### YOUR OBJECTIVE:
Count the lines in the entries below that contain the string "dark", and give only that number.
## Start DATA
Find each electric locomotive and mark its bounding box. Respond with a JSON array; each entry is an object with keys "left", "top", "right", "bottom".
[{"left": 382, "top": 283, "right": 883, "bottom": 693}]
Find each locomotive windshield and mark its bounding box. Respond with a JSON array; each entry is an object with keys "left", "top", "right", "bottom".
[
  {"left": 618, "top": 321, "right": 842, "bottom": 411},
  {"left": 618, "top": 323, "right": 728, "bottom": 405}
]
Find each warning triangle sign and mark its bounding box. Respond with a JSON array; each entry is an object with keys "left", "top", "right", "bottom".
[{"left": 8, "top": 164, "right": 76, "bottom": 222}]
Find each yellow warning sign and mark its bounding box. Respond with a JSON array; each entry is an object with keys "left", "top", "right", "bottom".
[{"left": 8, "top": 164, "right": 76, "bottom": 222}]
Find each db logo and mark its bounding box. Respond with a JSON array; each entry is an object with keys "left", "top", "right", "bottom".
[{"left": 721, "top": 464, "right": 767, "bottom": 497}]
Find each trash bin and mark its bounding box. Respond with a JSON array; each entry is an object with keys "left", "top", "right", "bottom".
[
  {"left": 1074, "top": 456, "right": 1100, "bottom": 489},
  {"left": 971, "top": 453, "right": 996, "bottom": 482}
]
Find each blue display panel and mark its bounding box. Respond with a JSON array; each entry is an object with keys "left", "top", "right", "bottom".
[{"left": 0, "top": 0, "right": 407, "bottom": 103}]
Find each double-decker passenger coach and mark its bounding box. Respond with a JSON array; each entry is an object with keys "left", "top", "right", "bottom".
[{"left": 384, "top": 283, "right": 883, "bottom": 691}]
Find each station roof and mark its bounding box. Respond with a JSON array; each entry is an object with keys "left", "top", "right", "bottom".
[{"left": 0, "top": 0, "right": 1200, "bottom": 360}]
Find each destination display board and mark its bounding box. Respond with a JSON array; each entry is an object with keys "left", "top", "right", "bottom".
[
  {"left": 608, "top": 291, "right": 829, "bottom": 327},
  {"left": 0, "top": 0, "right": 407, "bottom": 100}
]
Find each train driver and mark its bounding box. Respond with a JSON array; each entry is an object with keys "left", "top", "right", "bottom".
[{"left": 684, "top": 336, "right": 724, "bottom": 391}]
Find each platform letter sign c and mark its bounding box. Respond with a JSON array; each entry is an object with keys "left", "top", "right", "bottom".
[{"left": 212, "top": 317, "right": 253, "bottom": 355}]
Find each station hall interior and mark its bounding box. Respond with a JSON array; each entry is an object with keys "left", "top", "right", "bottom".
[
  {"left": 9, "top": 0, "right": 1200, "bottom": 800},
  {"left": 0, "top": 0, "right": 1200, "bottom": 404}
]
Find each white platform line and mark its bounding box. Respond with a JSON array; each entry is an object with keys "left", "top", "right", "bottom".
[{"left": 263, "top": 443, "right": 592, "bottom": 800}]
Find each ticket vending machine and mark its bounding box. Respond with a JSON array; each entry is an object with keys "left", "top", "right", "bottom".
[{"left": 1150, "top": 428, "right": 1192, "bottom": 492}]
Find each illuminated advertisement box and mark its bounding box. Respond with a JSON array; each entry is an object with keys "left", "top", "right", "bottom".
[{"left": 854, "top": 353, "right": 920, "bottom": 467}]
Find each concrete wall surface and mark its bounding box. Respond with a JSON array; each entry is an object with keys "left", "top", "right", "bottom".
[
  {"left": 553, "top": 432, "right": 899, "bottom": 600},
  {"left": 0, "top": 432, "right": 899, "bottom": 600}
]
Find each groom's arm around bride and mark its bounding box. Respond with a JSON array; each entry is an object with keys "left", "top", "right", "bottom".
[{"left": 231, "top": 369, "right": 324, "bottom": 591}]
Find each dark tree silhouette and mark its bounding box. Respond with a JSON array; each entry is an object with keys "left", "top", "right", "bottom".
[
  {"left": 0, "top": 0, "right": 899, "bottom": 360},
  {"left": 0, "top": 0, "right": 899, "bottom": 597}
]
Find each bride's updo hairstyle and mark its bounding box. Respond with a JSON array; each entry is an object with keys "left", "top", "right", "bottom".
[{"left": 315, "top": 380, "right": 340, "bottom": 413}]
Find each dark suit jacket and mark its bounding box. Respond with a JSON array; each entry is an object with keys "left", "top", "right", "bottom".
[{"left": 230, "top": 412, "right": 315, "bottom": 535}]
## End DATA
### THE SOLUTION:
2